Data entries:
Start of Block

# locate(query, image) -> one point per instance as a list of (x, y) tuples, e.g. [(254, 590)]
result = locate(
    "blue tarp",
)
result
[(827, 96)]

End of Block

What is expected.
Copy all the entries exactly.

Response.
# locate(query, image) -> one point per instance as a list of (x, y) tuples, e.g. [(254, 590)]
result = locate(
    "blue tarp",
)
result
[(827, 96)]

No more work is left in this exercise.